#### ЗАДАЧА:
Напишите продолжение текста о присоединении Грузии к России и начале Кавказской войны, начиная сразу после его последнего предложения.

#### ИСТОЧНИК:
:::

Российское правительство долго колебалось, принимая данное решение. Первые вельможи империи сознавали его ответственность, понимая, что присоединение Восточной Грузии принесет не только геополитические дивиденды, но и новые проблемы, связанные с необходимостью обеспечить безопасность закавказских рубежей. Российский историк З.Д. Авалов писал: «Действительно, мы видим, что присоединение Грузии к России вызвало в Государственном совете настоящие дебаты по вопросу внешней политики; редкий пример в истории Совета за этот век»3.
Тем не менее Грузия вошла в состав империи, а царская династия Багратионов была лишена престола и депортирована. Тем самым фундаментальные проблемы присоединения Кавказа переместились из теоретической в практическую плоскость.
Такова, в общих чертах, политическая канва событий, которые положили начало Кавказской войне XIX века — вооруженному столкновению двух различных миропредставлений, знаковых систем, аксиологий. В современной историографии уже отмечалось, что, рассматривая тему Кавказской войны, «справедливее говорить о встрече и конфликте культур в районе цивилизационного разлома»4.
Затяжной характер конфликта был предопределен взаимным незнанием, которое очень быстро превратилось во взаимное непонимание. Кавказ был жизненным пространством весьма различных этносов, исповедовавших различные верования. Однако, несмотря на этнорелигиозную и лингвистическую пестроту, народы Кавказа имели и определенную степень общности, которая не ограничивалась «одним лишь сходством некоторых свойств и внешних черт; она коренится глубже и обусловливается географическим соседством, воздействием одинаковых, до известной степени, исторических факторов и одинаковых условий быта»5.
Эта кавказская общность развивалась благодаря «общим правилам игры», общим знаковым системам, традициям и обычаям. На Кавказе преобладала тенденция к сбалансированности отношений. Особенно это заметно на примере сосуществования горцев Дагестана и горцев Грузии (в первую очередь тушин). Данную систему взаимоотношений «отличала борьба/вражда, производившаяся по некоторым правилам (Вы сегодня угоняете у нас скот и берете пленных, завтра то же делаем мы у вас) и не предусматривавшая борьбу на истребление»6.

:::

[Строки из набора данных]

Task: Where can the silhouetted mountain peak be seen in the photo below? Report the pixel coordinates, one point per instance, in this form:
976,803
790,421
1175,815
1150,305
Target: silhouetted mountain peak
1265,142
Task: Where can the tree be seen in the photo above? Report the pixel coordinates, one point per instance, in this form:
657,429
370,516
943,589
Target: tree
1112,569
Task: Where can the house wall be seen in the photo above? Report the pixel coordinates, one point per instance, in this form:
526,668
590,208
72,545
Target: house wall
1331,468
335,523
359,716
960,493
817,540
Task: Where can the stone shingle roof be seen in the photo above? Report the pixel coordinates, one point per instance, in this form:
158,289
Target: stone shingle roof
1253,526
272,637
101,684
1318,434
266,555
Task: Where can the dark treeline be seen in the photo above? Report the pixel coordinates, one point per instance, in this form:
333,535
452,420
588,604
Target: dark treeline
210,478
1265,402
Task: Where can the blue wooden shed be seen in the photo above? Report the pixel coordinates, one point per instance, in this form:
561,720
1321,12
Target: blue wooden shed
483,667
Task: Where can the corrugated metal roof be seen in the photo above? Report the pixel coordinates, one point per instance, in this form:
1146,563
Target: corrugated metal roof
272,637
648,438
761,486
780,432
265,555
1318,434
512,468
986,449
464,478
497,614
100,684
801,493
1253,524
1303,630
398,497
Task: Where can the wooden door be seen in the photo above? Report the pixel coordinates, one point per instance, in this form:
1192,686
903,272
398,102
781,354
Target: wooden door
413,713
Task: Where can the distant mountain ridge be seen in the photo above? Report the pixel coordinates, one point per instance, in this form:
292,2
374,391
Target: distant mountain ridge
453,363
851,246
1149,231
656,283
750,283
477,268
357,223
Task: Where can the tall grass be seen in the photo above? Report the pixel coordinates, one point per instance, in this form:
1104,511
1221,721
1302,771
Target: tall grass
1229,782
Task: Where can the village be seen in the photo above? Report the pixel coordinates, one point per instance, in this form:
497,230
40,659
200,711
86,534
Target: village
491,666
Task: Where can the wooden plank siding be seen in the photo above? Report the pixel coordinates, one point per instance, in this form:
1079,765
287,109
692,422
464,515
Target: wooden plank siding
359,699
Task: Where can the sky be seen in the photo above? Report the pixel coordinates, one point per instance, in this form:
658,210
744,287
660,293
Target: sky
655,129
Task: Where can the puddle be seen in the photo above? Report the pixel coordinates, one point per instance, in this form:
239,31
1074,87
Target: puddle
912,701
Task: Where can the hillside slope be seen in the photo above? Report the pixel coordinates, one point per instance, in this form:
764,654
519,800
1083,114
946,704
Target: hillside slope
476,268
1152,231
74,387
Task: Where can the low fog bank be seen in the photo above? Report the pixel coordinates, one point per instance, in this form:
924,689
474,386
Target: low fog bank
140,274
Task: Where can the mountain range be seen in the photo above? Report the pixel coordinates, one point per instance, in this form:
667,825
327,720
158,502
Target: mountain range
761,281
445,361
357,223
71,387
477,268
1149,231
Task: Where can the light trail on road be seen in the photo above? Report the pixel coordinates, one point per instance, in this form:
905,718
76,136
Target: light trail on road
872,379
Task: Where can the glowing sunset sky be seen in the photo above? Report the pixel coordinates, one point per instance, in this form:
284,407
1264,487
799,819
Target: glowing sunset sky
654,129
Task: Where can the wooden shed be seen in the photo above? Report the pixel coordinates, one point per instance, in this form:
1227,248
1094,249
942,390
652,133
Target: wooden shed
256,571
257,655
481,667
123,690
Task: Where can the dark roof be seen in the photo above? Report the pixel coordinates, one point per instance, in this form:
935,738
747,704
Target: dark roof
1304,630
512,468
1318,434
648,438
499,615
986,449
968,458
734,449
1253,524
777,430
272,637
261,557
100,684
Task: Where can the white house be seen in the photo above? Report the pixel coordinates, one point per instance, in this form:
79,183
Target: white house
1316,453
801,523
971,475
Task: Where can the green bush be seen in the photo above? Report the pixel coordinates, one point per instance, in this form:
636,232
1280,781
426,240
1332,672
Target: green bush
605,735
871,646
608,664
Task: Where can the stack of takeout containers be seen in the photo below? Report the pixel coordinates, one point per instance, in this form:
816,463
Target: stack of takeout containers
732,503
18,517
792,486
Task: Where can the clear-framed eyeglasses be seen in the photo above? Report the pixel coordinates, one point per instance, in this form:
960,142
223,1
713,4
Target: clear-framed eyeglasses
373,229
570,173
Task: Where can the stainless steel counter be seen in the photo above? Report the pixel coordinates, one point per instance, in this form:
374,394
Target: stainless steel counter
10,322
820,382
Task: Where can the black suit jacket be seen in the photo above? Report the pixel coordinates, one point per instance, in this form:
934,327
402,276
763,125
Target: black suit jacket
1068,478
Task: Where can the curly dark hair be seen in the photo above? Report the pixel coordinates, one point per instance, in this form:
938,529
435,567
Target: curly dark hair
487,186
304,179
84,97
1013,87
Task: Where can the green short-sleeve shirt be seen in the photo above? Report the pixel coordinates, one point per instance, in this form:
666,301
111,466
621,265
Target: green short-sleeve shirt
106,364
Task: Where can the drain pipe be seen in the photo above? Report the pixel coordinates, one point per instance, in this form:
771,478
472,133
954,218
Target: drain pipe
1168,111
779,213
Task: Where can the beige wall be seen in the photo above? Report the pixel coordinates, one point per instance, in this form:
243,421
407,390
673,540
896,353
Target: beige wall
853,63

:::

#### ОТВЕТ НА ЗАДАЧУ:
Отношения между кавказскими этносами были разносторонними и включали экономический, политический, культурный и религиозный аспекты. Горско-кавказское общество имело самобытные общие социокультурные институты и регуляторы (аталыче-ство, абречество, куначество, кровная месть). В ходе проникновения на Кавказ империя использовала некоторые из этих институтов для укрепления своего положения7. Однако со многими обычаями и традициями империя вела бескомпромиссную борьбу. При этом если в конце XVIII столетия империя еще мирилась с горским «самоуправством», то уже в первой половине XIX века коронная администрация повела решительную борьбу с горским «хищничеством»8.
3 Авалов 3. Д. Присоединение Грузии к России. СПб: Звезда, 2009. С. 123.
4 Олейников Д.И. Человек на разломе культур. Особенности психологии русского офицера-горца в период Большой Кавказской войны // Звезда, 2001, № 8. С. 95.
5 Формы национального движения в современных государствах: Австро-Венгрия, Россия, Германия // Под ред. А.И. Кастелянского. СПб: Типография т-ва «Обществ. польза», 1910. С. 471.
6 Карпов Ю.Ю. Традиционное дагестанское общество: к принципам моделирования социального пространства. В кн.: Лавровские (среднеазиатско-кавказские) чтения 2002—2003. СПб, 2003. С. 18.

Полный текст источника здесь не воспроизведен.